■ Short exercise A
In the article about Dogs in Canada below, quote everything from "History and profile" down to "of The CKC.".
■ Short exercise B
Using the article about Dogs in Canada below, answer these questions:
(i) In what year was the magazine founded?
(ii) When was its annual edition typically released?
(iii) Which company owned the magazine?

■ Source excerpt
Dogs in Canada was a magazine about dogs published in Canada between the 19th and 21st centuries. Issues were published on a monthly basis, along with an annual edition that was typically released in mid-November.

History and profile
Founded in 1889, Dogs in Canada was the oldest continually-published magazine in Canada. It was started as a newsletter for the Canadian Kennel Club (CKC), and was owned by Apex Publishing Ltd, a wholly owned subsidiary of The CKC. 

The magazine featured articles about dogs, and though it originally focused purely on Pedigree dogs and dog shows, it evolved to become a more general-interest dog magazine. This change caused controversy. A subscription was previously included in the price of membership of the CKC, and some CKC members believed that if the price of subscription was included in the fee, then the magazine should focus solely on purebred dogs. Subsequently, CKC-members who did not like the more mainstream content could elect not to receive the magazine. However, following some changes in editorial staff, the magazine appeared to have bowed to pressure from the CKC, and its focus returned to promoting the interests of pedigree breeders, and CKC members in particular.

■ Given data
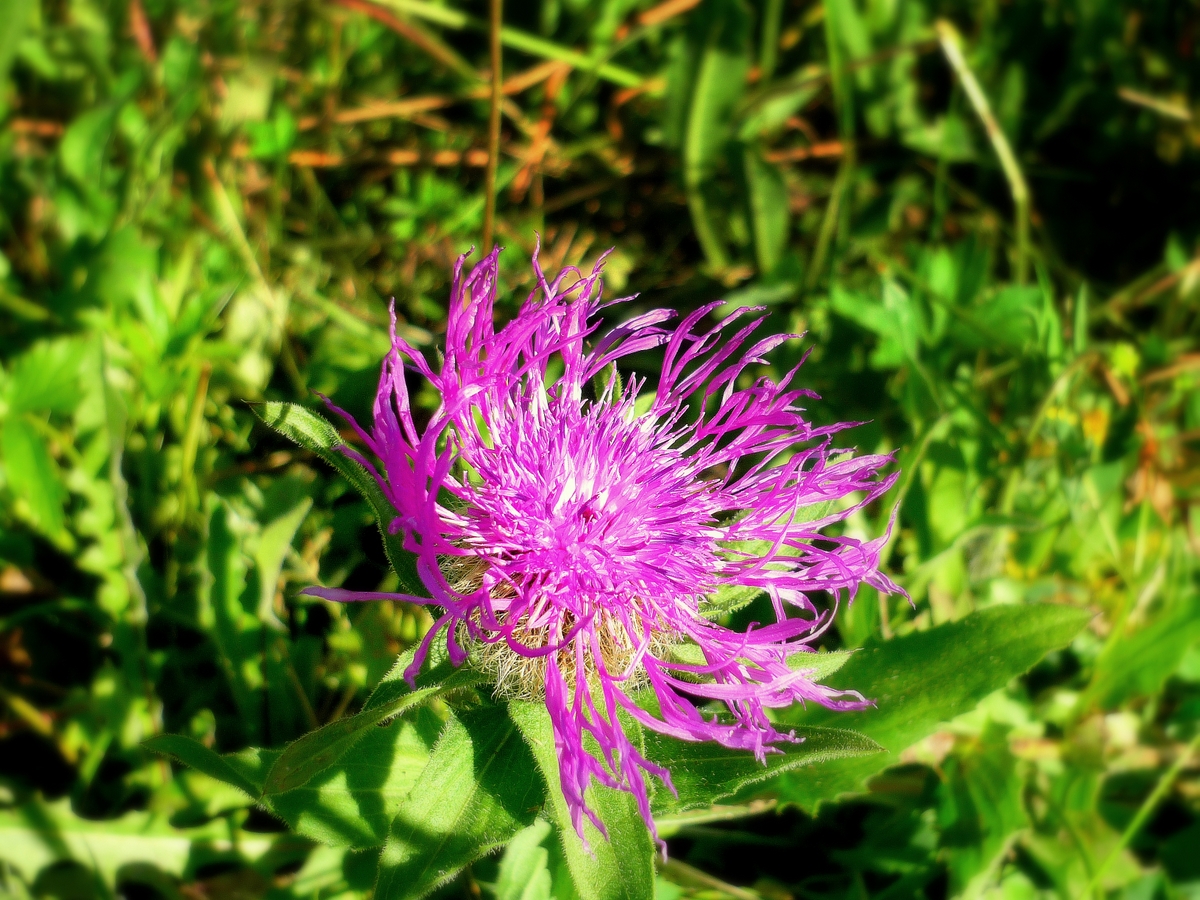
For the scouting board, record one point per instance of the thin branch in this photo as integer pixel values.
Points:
(952, 46)
(493, 125)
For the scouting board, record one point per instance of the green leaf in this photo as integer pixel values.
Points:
(927, 678)
(346, 803)
(273, 547)
(193, 754)
(479, 789)
(352, 802)
(85, 143)
(719, 83)
(703, 772)
(769, 214)
(316, 751)
(46, 378)
(40, 834)
(618, 869)
(315, 433)
(525, 873)
(33, 477)
(1139, 663)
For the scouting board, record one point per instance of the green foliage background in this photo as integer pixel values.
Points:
(208, 203)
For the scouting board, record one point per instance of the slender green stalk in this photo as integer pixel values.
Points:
(844, 100)
(496, 7)
(515, 39)
(768, 49)
(1145, 813)
(952, 46)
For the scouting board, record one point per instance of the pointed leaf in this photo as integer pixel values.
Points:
(525, 873)
(193, 754)
(479, 789)
(273, 547)
(315, 433)
(316, 751)
(621, 868)
(352, 802)
(705, 773)
(927, 678)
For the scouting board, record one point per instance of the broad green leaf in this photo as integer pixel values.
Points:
(33, 477)
(478, 790)
(772, 111)
(237, 634)
(193, 754)
(923, 679)
(724, 60)
(85, 142)
(39, 834)
(525, 873)
(347, 803)
(273, 546)
(315, 433)
(352, 802)
(46, 378)
(621, 868)
(316, 751)
(769, 214)
(703, 772)
(16, 15)
(1139, 663)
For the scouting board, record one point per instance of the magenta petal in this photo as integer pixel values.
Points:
(570, 534)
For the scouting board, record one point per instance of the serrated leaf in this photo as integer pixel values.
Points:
(353, 802)
(703, 772)
(33, 475)
(316, 751)
(478, 790)
(316, 433)
(927, 678)
(621, 868)
(39, 834)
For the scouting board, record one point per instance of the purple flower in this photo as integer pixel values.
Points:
(574, 527)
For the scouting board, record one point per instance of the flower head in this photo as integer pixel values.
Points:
(573, 526)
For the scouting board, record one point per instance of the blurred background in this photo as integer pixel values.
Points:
(984, 216)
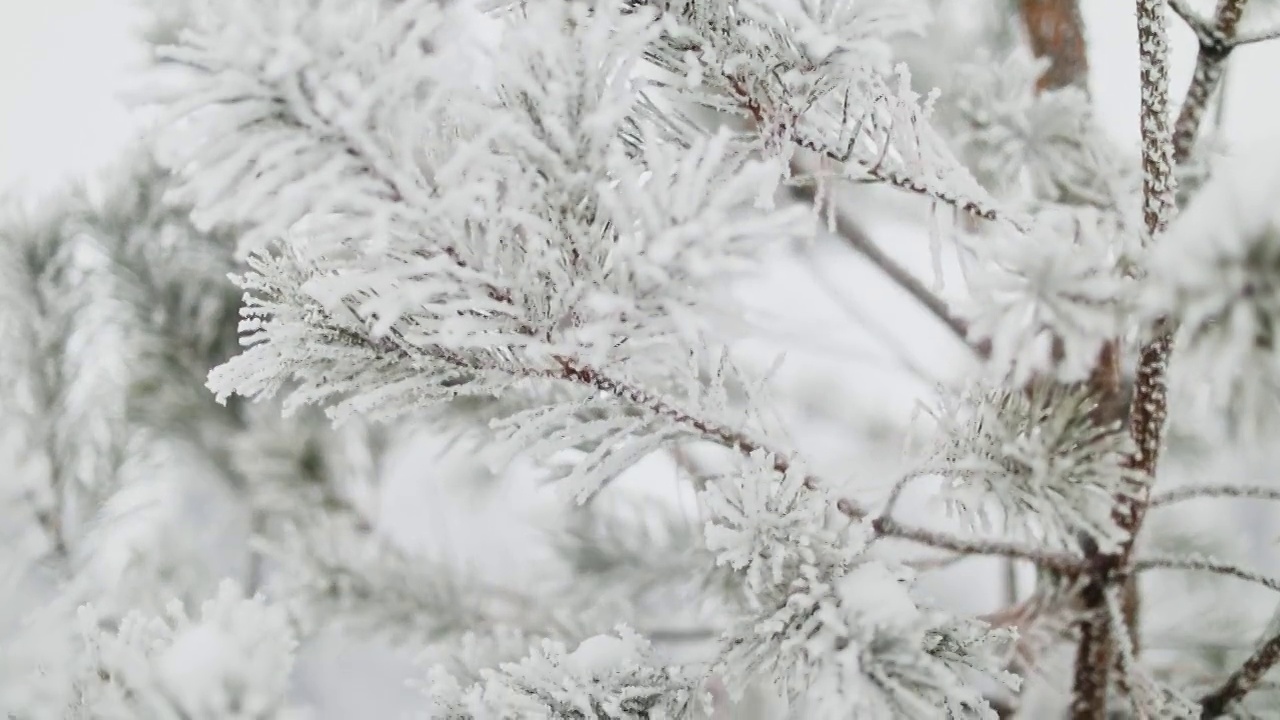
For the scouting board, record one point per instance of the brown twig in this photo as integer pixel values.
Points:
(1206, 565)
(1055, 31)
(856, 238)
(1242, 680)
(1182, 495)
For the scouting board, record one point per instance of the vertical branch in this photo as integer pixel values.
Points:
(1215, 48)
(1055, 31)
(1148, 409)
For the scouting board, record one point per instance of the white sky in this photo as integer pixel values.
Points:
(63, 62)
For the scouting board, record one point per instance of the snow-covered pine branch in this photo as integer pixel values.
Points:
(522, 223)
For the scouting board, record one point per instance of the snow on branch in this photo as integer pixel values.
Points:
(1032, 460)
(234, 659)
(818, 76)
(615, 677)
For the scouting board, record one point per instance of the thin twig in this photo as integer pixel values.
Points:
(1182, 495)
(1207, 565)
(1064, 563)
(856, 238)
(1243, 680)
(1256, 36)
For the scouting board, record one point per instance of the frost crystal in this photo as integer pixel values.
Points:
(606, 677)
(1050, 301)
(232, 662)
(1036, 458)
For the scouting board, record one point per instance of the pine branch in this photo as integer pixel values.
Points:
(856, 238)
(1061, 563)
(1243, 680)
(1148, 409)
(1256, 36)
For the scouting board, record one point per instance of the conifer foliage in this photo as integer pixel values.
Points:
(520, 226)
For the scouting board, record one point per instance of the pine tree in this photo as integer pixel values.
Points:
(520, 227)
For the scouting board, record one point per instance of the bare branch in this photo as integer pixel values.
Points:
(1207, 565)
(1243, 680)
(858, 240)
(1256, 36)
(1064, 563)
(1201, 26)
(1215, 48)
(1056, 31)
(1182, 495)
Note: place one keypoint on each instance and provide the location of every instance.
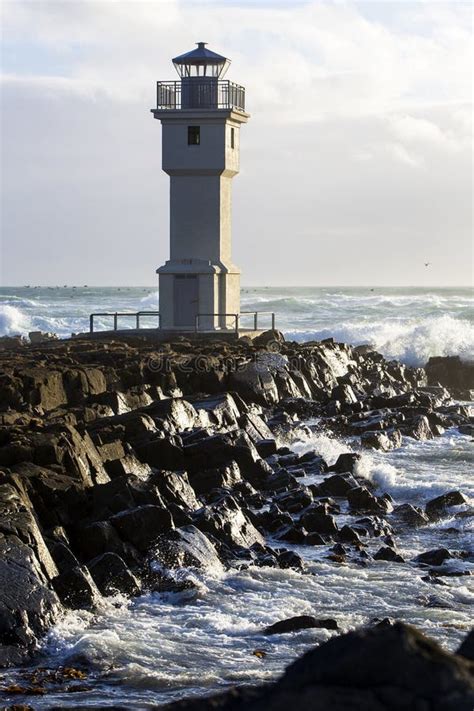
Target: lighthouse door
(185, 300)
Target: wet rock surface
(122, 461)
(389, 667)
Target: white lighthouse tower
(201, 115)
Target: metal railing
(221, 316)
(138, 314)
(237, 317)
(116, 314)
(256, 314)
(199, 93)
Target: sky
(356, 164)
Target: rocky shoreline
(122, 462)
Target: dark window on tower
(194, 135)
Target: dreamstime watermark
(262, 361)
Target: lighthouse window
(194, 135)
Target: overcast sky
(355, 164)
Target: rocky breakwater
(122, 463)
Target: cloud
(357, 146)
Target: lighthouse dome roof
(200, 55)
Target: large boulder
(451, 372)
(226, 521)
(142, 525)
(186, 547)
(302, 622)
(382, 668)
(28, 605)
(439, 506)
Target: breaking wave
(411, 341)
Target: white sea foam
(13, 321)
(410, 325)
(411, 341)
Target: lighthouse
(201, 115)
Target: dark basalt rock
(410, 515)
(101, 537)
(225, 476)
(228, 523)
(439, 506)
(186, 547)
(388, 554)
(361, 499)
(112, 575)
(451, 372)
(76, 588)
(348, 535)
(319, 520)
(345, 462)
(385, 441)
(418, 428)
(467, 647)
(142, 525)
(435, 557)
(386, 667)
(302, 622)
(108, 454)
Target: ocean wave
(13, 321)
(412, 341)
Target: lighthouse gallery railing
(202, 93)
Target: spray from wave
(410, 325)
(411, 341)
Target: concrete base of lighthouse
(196, 294)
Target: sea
(162, 647)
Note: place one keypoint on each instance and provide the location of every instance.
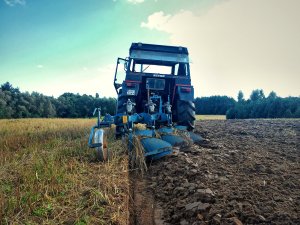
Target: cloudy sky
(57, 46)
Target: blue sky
(72, 45)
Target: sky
(57, 46)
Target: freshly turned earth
(246, 172)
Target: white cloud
(238, 45)
(158, 21)
(15, 2)
(135, 1)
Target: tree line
(259, 106)
(17, 104)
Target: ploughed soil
(245, 172)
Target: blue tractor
(154, 88)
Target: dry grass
(210, 117)
(48, 175)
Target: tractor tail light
(186, 89)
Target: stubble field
(246, 172)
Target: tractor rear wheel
(186, 114)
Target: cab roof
(158, 48)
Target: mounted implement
(154, 88)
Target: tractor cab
(154, 76)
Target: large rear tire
(186, 114)
(102, 153)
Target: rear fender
(130, 89)
(185, 93)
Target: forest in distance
(17, 104)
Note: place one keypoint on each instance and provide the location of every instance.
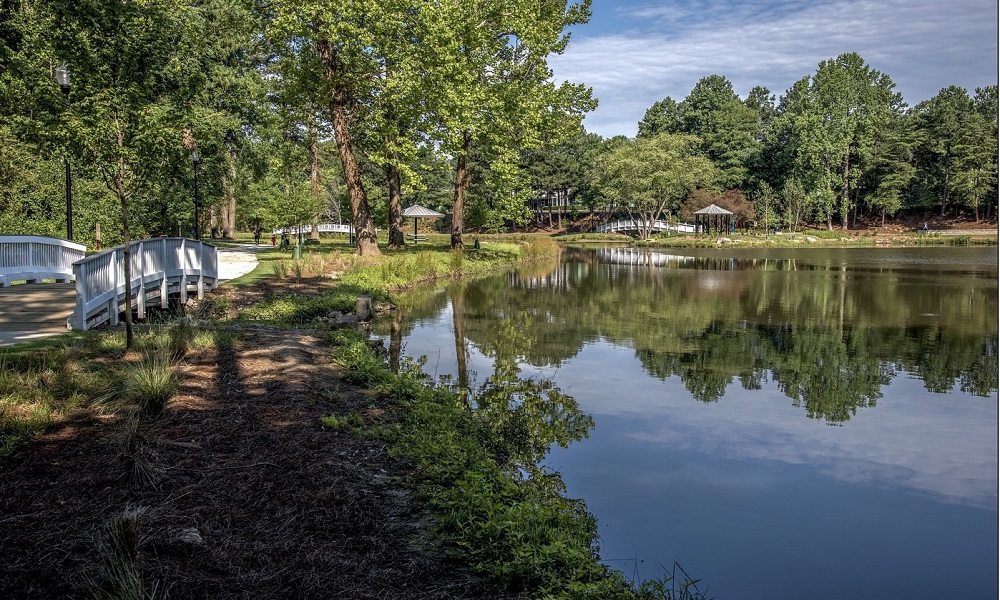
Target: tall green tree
(943, 122)
(650, 177)
(500, 97)
(831, 122)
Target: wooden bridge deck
(36, 307)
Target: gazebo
(416, 211)
(713, 216)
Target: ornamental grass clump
(118, 550)
(150, 383)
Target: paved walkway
(37, 310)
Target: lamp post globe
(62, 78)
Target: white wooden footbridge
(632, 226)
(87, 291)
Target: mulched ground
(250, 496)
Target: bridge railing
(323, 228)
(633, 225)
(33, 258)
(160, 267)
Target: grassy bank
(801, 239)
(472, 462)
(476, 469)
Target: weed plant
(118, 549)
(39, 388)
(149, 382)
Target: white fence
(633, 225)
(33, 258)
(323, 228)
(160, 267)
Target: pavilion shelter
(715, 218)
(419, 212)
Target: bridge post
(183, 262)
(140, 296)
(163, 280)
(201, 269)
(78, 320)
(113, 302)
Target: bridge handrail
(323, 228)
(33, 258)
(633, 225)
(159, 266)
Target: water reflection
(713, 379)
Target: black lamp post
(195, 157)
(62, 77)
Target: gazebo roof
(419, 211)
(712, 209)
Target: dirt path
(248, 495)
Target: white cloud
(924, 45)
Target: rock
(363, 308)
(347, 321)
(190, 537)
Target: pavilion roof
(419, 211)
(712, 209)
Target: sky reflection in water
(757, 499)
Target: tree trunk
(947, 177)
(845, 195)
(462, 180)
(393, 175)
(127, 260)
(228, 212)
(314, 186)
(364, 227)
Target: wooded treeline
(838, 148)
(302, 112)
(274, 114)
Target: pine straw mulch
(250, 496)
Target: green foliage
(352, 422)
(650, 177)
(149, 383)
(515, 529)
(40, 388)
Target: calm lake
(785, 424)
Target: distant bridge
(323, 228)
(632, 225)
(160, 267)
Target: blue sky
(633, 53)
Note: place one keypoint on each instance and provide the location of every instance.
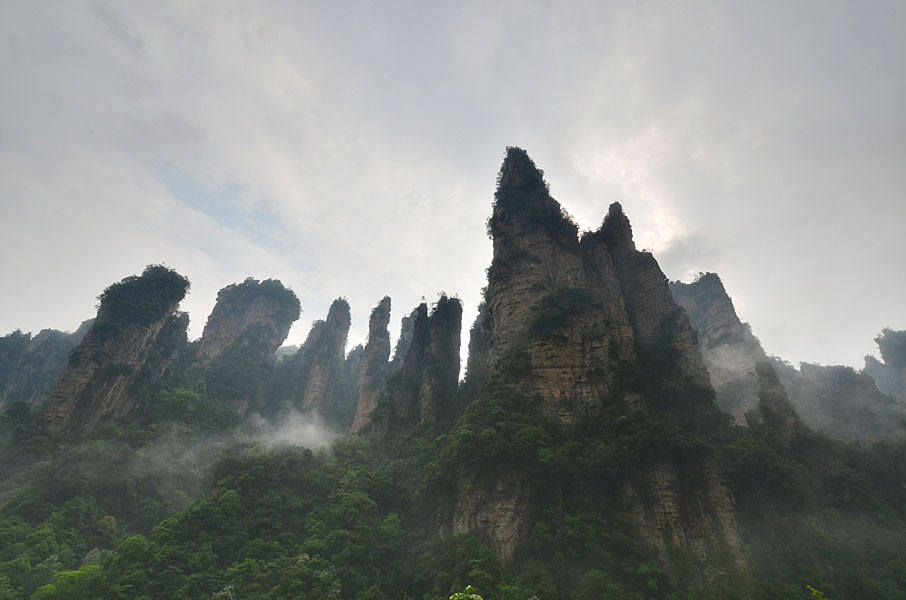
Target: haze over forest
(349, 149)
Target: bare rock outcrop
(581, 326)
(774, 404)
(890, 372)
(374, 365)
(835, 400)
(133, 340)
(729, 350)
(842, 402)
(499, 512)
(236, 352)
(30, 366)
(407, 329)
(316, 371)
(479, 350)
(424, 389)
(700, 523)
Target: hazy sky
(351, 148)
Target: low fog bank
(291, 429)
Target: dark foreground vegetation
(183, 505)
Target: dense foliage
(139, 299)
(161, 510)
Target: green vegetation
(553, 313)
(139, 300)
(522, 194)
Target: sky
(351, 148)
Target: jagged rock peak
(523, 203)
(380, 319)
(339, 313)
(890, 374)
(616, 229)
(243, 306)
(519, 171)
(319, 363)
(131, 343)
(407, 329)
(374, 365)
(249, 322)
(30, 366)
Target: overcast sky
(351, 148)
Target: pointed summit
(523, 203)
(373, 376)
(616, 230)
(519, 171)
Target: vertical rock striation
(31, 366)
(729, 350)
(133, 340)
(236, 352)
(581, 326)
(424, 389)
(835, 400)
(479, 349)
(317, 369)
(374, 365)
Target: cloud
(351, 150)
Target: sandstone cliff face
(317, 369)
(834, 400)
(135, 337)
(700, 523)
(236, 352)
(500, 513)
(580, 326)
(729, 350)
(265, 307)
(479, 349)
(559, 327)
(31, 366)
(374, 365)
(774, 404)
(657, 322)
(424, 389)
(842, 402)
(407, 328)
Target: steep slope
(236, 352)
(424, 389)
(729, 350)
(581, 329)
(842, 402)
(374, 365)
(133, 340)
(835, 400)
(311, 380)
(31, 366)
(890, 371)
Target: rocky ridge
(835, 400)
(582, 326)
(235, 354)
(424, 389)
(374, 365)
(31, 365)
(133, 340)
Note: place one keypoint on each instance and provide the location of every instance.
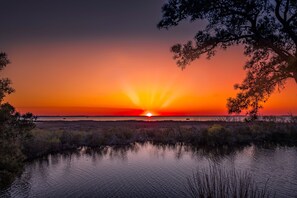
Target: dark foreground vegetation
(51, 137)
(220, 183)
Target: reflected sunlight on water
(147, 170)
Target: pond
(147, 170)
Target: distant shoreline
(58, 136)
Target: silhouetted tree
(14, 130)
(266, 28)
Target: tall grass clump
(217, 182)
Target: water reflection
(149, 170)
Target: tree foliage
(14, 130)
(266, 28)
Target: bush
(220, 183)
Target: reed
(217, 182)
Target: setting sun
(149, 114)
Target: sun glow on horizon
(149, 114)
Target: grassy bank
(50, 137)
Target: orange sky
(127, 77)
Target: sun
(149, 114)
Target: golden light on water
(149, 114)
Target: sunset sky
(95, 57)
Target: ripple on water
(146, 170)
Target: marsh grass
(217, 182)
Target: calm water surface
(146, 170)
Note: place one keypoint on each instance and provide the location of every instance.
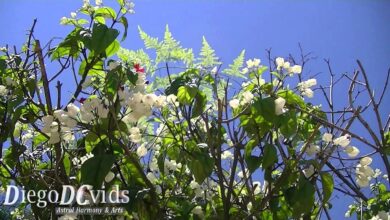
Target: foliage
(199, 148)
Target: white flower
(296, 69)
(279, 105)
(3, 91)
(362, 182)
(249, 206)
(151, 177)
(241, 174)
(160, 101)
(246, 97)
(153, 165)
(310, 82)
(214, 71)
(245, 70)
(308, 92)
(383, 215)
(102, 111)
(253, 63)
(304, 87)
(234, 103)
(352, 151)
(109, 177)
(226, 155)
(67, 134)
(113, 65)
(312, 149)
(136, 138)
(342, 141)
(378, 172)
(87, 83)
(365, 161)
(142, 151)
(257, 187)
(73, 110)
(197, 210)
(149, 99)
(63, 20)
(286, 65)
(171, 98)
(327, 137)
(73, 14)
(194, 185)
(9, 81)
(134, 130)
(365, 171)
(279, 62)
(54, 138)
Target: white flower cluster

■ Task output A
History and profile
Founded in 1889, Dogs in Canada was the oldest continually-published magazine in Canada. It was started as a newsletter for the Canadian Kennel Club (CKC), and was owned by Apex Publishing Ltd, a wholly owned subsidiary of The CKC.

■ Task output B
(i) 1889
(ii) Mid-November
(iii) Apex Publishing Ltd, a wholly owned subsidiary of the Canadian Kennel Club